(Beginning of PAGE TEXT)

Of deep concern for Flint parents and other residents is the reality of the impact of the alarmingly high levels of lead on their children. Gov. Snyder and Mr. Early made the decision to switch waters sources and opted not to pay the $100 that would allow for the addition of corrosion controls to the river water which caused lead from Flint’s aging pipes to leach into the drinking water. That omission has left Flint residents to deal with the long-term consequences and fallout from a lead poisoning tragedy that could affect them and their children into the foreseeable future.
Problems associated with exposure to lead are irreversible. Lead is a potent neurotoxin which can cause memory loss, irreversible brain damage, impaired development, cognitive dysfunction, speech impediments and other serious chronic conditions, particularly in children. According to the Centers for Disease Control, even marginal lead exposure can cause behavioral and cognitive problems, including an increased tendency to exhibit violent behavior. Moreover, children affected by lead poisoning are seven times more likely to end up as a high school dropout and are six times more likely to become involved in the juvenile justice system than those not exposed to lead. The impact of lead exposure is irreversible.

(End of PAGE TEXT)
(Beginning of INFORMATION GIVEN)

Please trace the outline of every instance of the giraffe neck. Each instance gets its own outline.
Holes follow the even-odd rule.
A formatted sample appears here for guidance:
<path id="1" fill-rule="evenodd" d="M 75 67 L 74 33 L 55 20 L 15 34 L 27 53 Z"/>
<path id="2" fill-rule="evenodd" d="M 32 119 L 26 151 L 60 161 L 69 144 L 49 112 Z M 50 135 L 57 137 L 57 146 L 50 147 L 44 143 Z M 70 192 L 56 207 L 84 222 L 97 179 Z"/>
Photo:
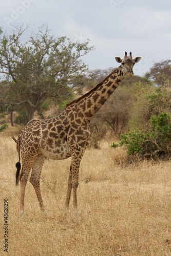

(End of INFORMATION GIVEN)

■ ASSIGNED TASK 1:
Answer these questions using the passage on lead exposure in Flint.
(a) How much money went unpaid for adding corrosion controls to the river water?
(b) What does the passage say the Centers for Disease Control reports even marginal lead exposure can cause?
(c) How many times more likely are children affected by lead poisoning to become involved in the juvenile justice system?
■ ASSIGNED TASK 2:
Reproduce the portion of the passage on lead exposure in Flint starting with "Of deep concern" and going on through "the foreseeable future.".
■ ASSIGNED TASK 3:
From the passage on lead exposure in Flint, list each condition named specifically in the sentence describing lead as a potent neurotoxin. Leave out the general phrase "other serious chronic conditions".

■ REPLY 1:
(a) $100
(b) Behavioral and cognitive problems, including an increased tendency to exhibit violent behavior
(c) Six times

■ REPLY 2:
Of deep concern for Flint parents and other residents is the reality of the impact of the alarmingly high levels of lead on their children. Gov. Snyder and Mr. Early made the decision to switch waters sources and opted not to pay the $100 that would allow for the addition of corrosion controls to the river water which caused lead from Flint’s aging pipes to leach into the drinking water. That omission has left Flint residents to deal with the long-term consequences and fallout from a lead poisoning tragedy that could affect them and their children into the foreseeable future.

■ REPLY 3:
- memory loss
- irreversible brain damage
- impaired development
- cognitive dysfunction
- speech impediments